- _Exercise description_: Up to and including the line with "point(56, 133)", restate every line of the records below word for word, from the first line on, leaving out the pictures.

- _Dataset records_:
>>>>

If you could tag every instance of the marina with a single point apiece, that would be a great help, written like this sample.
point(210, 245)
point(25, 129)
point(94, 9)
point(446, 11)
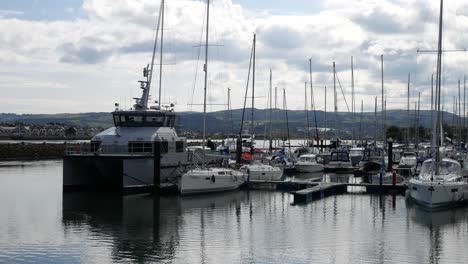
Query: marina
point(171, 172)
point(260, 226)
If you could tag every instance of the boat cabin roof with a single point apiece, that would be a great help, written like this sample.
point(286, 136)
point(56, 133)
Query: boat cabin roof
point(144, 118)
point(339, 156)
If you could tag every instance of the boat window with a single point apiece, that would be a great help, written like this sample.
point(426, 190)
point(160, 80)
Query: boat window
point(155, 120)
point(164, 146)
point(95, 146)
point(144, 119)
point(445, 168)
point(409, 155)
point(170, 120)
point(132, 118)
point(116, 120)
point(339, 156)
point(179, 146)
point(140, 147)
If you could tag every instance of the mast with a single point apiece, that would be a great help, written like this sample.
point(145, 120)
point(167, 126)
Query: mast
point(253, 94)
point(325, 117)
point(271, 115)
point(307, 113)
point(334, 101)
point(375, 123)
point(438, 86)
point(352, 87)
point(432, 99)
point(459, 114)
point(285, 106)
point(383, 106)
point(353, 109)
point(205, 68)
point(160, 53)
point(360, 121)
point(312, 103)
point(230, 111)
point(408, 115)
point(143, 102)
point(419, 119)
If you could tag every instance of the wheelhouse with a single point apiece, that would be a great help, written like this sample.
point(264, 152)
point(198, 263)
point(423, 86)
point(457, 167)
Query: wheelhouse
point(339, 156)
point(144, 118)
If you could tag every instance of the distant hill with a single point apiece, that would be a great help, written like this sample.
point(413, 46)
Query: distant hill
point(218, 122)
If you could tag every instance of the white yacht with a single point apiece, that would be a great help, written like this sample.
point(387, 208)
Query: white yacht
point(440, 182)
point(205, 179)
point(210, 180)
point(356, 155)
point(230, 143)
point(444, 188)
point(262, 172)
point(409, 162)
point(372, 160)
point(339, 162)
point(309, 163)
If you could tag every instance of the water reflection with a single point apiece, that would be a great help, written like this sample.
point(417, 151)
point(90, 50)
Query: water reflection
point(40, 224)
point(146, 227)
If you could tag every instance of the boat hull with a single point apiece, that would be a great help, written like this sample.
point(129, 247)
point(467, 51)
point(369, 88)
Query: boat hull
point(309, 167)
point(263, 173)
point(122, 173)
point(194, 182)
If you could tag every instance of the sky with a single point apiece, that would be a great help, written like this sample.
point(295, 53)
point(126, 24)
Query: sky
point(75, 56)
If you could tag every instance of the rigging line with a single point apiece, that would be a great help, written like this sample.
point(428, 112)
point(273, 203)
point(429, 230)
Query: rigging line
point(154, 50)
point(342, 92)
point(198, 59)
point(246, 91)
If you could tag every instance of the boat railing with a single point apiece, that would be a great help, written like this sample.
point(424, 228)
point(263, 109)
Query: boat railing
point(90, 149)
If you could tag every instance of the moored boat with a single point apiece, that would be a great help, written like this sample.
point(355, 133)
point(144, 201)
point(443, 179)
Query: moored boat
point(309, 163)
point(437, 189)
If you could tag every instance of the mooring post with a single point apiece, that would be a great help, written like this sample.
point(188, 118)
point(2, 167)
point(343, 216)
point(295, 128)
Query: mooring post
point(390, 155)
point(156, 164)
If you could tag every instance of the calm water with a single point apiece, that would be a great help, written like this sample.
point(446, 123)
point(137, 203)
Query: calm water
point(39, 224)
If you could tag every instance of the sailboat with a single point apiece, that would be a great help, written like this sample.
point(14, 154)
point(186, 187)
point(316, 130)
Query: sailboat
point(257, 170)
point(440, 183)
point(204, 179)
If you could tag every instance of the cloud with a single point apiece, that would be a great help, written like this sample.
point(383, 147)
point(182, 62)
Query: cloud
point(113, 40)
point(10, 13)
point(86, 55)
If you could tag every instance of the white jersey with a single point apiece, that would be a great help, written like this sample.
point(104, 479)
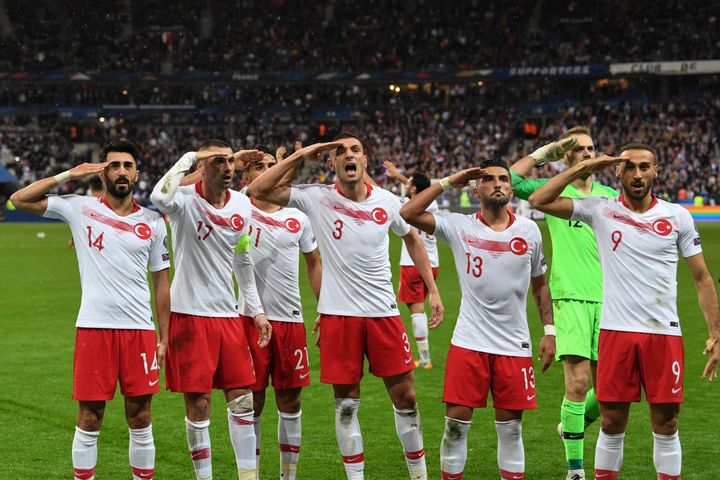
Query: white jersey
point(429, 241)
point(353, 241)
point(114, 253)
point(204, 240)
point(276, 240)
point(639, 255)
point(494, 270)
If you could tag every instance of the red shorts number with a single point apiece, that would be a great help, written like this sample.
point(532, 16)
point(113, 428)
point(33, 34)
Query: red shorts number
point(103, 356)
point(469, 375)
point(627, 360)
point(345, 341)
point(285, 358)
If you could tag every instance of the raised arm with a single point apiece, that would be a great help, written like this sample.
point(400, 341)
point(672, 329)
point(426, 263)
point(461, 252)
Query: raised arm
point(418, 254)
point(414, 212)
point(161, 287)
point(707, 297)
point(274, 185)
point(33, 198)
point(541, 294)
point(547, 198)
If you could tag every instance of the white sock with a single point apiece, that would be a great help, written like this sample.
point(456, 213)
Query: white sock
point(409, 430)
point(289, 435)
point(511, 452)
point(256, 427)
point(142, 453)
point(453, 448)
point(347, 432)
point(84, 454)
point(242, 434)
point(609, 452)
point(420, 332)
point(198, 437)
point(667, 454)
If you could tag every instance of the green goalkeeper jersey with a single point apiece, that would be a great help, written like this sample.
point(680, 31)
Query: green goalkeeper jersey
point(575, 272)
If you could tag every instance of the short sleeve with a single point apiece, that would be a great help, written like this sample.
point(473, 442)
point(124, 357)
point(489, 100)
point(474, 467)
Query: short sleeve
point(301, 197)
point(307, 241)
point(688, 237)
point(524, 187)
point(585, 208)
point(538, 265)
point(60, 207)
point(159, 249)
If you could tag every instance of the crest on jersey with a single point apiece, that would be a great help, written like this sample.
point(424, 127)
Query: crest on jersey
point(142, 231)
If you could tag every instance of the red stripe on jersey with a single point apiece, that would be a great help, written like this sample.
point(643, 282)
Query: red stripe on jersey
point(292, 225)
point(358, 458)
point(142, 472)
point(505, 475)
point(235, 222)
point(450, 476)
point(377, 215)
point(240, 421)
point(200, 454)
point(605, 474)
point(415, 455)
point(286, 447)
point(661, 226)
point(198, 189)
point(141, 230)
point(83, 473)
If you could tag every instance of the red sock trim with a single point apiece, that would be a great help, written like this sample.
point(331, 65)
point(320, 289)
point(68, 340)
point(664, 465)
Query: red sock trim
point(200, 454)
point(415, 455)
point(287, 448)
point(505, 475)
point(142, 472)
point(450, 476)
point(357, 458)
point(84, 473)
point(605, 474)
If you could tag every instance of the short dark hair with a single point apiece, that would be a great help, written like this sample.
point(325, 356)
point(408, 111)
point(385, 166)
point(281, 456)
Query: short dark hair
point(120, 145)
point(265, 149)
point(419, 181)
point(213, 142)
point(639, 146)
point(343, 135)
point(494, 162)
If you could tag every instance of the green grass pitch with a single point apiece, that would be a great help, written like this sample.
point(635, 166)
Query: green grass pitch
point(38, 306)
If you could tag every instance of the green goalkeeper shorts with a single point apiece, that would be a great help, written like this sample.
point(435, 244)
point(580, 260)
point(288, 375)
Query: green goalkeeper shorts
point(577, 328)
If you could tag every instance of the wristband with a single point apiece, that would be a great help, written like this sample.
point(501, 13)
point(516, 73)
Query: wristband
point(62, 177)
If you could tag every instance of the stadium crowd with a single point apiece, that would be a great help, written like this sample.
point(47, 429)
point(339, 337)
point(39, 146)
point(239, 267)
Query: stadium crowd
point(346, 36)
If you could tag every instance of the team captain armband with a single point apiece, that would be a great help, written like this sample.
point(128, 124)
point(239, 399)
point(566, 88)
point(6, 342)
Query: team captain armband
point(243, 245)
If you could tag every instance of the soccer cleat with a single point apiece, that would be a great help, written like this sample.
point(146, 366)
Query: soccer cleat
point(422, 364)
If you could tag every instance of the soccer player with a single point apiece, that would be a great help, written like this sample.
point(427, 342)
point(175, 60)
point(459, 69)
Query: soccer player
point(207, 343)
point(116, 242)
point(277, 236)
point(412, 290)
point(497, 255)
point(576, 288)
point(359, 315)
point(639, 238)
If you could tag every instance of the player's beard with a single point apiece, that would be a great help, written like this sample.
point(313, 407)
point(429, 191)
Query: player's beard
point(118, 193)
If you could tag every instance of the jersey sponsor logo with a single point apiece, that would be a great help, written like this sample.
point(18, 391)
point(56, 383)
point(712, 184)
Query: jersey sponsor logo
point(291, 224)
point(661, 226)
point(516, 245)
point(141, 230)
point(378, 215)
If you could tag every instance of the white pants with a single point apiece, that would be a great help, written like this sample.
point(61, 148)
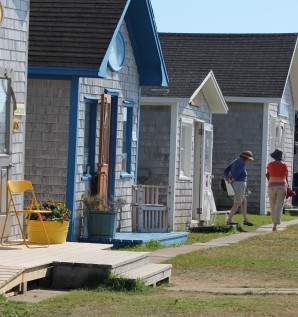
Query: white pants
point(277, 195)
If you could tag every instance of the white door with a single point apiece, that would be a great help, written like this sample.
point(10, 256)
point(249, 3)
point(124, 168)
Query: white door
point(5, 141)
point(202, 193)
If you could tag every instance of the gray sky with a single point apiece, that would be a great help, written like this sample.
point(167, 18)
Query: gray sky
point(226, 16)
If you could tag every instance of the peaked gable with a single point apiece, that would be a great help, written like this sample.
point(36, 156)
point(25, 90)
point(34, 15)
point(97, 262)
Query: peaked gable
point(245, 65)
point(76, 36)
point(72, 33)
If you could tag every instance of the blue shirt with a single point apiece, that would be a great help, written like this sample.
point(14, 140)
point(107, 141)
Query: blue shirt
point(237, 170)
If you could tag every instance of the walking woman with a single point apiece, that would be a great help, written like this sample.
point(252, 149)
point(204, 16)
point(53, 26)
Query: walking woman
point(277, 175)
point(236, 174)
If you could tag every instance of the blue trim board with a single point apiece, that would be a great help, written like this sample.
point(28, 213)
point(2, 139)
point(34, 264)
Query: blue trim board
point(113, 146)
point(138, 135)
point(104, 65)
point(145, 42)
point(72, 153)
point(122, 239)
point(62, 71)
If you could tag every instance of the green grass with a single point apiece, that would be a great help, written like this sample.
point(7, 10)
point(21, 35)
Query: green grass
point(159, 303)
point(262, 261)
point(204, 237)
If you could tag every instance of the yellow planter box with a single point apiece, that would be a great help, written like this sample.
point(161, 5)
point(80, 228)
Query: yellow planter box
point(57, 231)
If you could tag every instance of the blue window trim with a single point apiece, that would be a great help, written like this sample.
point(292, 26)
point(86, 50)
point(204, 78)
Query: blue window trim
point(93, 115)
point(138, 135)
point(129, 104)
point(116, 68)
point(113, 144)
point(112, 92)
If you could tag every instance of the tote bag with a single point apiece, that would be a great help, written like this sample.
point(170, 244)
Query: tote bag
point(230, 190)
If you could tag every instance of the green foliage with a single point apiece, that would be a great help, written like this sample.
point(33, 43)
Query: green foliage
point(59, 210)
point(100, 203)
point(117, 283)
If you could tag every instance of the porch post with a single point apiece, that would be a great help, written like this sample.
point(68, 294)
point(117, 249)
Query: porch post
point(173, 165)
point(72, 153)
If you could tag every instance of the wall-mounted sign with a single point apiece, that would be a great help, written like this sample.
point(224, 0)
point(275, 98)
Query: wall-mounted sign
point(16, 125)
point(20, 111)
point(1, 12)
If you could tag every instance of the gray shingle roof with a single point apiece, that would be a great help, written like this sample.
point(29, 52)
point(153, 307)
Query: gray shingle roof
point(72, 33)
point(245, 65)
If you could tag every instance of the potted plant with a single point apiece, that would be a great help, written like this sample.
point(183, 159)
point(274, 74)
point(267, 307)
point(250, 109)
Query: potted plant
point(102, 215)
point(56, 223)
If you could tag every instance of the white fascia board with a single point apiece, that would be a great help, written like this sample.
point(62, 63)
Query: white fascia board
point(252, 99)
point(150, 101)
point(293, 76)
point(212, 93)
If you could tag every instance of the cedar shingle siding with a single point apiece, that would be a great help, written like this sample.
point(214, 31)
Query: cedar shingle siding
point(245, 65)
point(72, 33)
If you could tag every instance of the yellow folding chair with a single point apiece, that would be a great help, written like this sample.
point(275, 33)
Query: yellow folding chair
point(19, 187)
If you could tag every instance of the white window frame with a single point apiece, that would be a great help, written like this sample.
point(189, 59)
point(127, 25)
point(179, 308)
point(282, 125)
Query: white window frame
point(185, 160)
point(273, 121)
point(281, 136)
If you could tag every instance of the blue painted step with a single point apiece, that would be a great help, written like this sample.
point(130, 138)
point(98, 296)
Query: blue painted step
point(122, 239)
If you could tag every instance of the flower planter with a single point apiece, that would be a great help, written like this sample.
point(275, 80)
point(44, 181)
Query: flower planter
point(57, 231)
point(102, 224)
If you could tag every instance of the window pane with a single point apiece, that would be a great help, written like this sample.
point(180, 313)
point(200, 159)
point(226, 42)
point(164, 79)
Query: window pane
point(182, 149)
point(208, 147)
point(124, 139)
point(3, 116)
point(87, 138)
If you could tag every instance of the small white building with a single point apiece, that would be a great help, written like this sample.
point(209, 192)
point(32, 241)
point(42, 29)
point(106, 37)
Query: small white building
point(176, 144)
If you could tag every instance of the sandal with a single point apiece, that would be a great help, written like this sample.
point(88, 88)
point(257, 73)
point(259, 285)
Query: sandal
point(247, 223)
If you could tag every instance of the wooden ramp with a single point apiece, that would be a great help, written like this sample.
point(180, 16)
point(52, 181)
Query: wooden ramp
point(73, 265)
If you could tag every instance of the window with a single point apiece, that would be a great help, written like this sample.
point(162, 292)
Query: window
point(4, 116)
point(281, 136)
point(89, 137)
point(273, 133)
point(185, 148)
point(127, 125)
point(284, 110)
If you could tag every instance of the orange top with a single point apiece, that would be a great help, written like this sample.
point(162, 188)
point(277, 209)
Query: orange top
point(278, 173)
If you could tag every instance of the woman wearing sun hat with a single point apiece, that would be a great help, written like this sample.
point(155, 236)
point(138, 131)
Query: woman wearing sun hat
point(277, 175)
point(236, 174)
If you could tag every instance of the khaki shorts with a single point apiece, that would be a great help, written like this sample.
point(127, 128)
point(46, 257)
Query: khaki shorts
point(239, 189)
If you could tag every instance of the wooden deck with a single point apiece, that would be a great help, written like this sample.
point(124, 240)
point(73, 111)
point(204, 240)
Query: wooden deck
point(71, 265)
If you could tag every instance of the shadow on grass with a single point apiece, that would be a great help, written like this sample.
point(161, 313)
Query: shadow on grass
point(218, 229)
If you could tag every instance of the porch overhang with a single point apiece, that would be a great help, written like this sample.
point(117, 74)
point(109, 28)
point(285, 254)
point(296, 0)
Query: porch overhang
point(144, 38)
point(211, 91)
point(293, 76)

<<<<

- _Written answer_:
If you could tag every instance of the marina with a single point apiece, that would be a great help, written like this sample.
point(210, 245)
point(25, 129)
point(94, 9)
point(446, 11)
Query: marina
point(171, 172)
point(260, 226)
If you could tag every instance of the boat cabin roof with a single point apiece, that would be a great help, written like this sample.
point(286, 136)
point(56, 133)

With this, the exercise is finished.